■ **DATASET EXTRACT**:
* * *

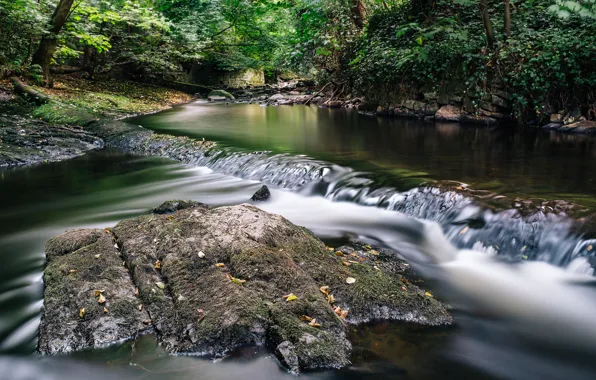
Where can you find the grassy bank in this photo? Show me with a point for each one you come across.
(80, 100)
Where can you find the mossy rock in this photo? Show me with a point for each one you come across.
(223, 93)
(215, 279)
(80, 263)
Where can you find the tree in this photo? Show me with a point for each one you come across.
(48, 44)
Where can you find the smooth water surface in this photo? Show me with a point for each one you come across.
(403, 151)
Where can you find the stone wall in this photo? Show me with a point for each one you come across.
(446, 102)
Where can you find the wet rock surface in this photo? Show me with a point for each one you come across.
(261, 195)
(89, 299)
(212, 280)
(25, 141)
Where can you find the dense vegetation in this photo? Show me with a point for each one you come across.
(544, 51)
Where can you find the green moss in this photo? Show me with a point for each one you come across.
(59, 113)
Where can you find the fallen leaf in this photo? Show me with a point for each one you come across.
(290, 297)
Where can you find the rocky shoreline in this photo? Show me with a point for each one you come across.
(209, 280)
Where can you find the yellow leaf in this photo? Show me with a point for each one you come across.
(290, 297)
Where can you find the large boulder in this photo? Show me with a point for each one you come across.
(449, 113)
(220, 95)
(216, 279)
(89, 298)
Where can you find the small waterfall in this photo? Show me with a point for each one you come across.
(540, 236)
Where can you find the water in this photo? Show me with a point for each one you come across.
(521, 286)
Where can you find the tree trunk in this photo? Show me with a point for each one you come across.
(47, 46)
(507, 18)
(488, 25)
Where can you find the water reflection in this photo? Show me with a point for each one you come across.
(531, 161)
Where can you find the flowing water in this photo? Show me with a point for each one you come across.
(521, 285)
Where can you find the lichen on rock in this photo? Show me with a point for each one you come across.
(215, 279)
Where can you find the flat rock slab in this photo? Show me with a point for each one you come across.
(84, 265)
(215, 279)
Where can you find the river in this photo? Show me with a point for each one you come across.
(521, 287)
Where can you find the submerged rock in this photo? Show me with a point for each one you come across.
(262, 194)
(170, 207)
(260, 280)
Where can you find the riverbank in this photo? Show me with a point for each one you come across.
(62, 128)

* * *

Copy out the listing above word for word, leaving out the picture.

Where can you find the grassy bank in this photo? Show me with a point for each one you come across.
(80, 100)
Where can you find the mossy rock in this photo? Show me with a point for each one you come across.
(223, 93)
(215, 279)
(80, 263)
Where can you find the tree in this photo? Show me with a point for each one you come across.
(48, 44)
Where can you find the smooth water surface in this photo? Show me with a point for each one you come across.
(403, 151)
Where can you find the stone wall in this photo? Show me with a point for each one you come across.
(446, 102)
Where can you find the wet rock surface in this photo? Show me with a point for each one you come across.
(261, 195)
(89, 299)
(212, 280)
(25, 141)
Where can you find the dense vegetation in this photo? Show me with a point for each one you come across.
(544, 51)
Where can you find the green moss in this photo? Show me with a point for each one you come across.
(59, 113)
Where can you find the fallen leaf in this photo? Show me with a point for each one you come across.
(290, 297)
Where can you find the rocky shoreline in this photo? Show me with a point for each one you come across.
(209, 280)
Where can you find the yellow leaf in this photo? Show me with a point for each one you come across.
(290, 297)
Where can you find the large boulder in this photo? Show me with a point for each one you come across.
(449, 113)
(220, 95)
(216, 279)
(89, 298)
Where can you find the small waterfall in this photo? Show me with a point for each one you come across.
(540, 236)
Where can you find the water in this photo? Show me with a point for each one you come across.
(521, 286)
Where can you find the tree trunk in this photo? Show me with a point for each one you come across.
(47, 46)
(507, 18)
(488, 25)
Where can you find the water reflection in this photo? Show me with a point for each one you come across.
(531, 161)
Where can you find the flowing water in this photo? Show me with a point for each one you come across.
(521, 285)
Where can you find the lichen on rock in this photo? Show me with a point for each one you come across.
(215, 279)
Where can you find the flat rock slab in this photo? Show me with a point for each one you come across.
(84, 265)
(215, 279)
Where can you find the river in this photo? Show me with a point for each one you come across.
(521, 287)
Where can you find the submerged rock in this photo? Show me with a point for each one you come across.
(262, 194)
(170, 207)
(260, 280)
Where can you find the riverbank in this photo? Show me with a point for each one you come across.
(62, 128)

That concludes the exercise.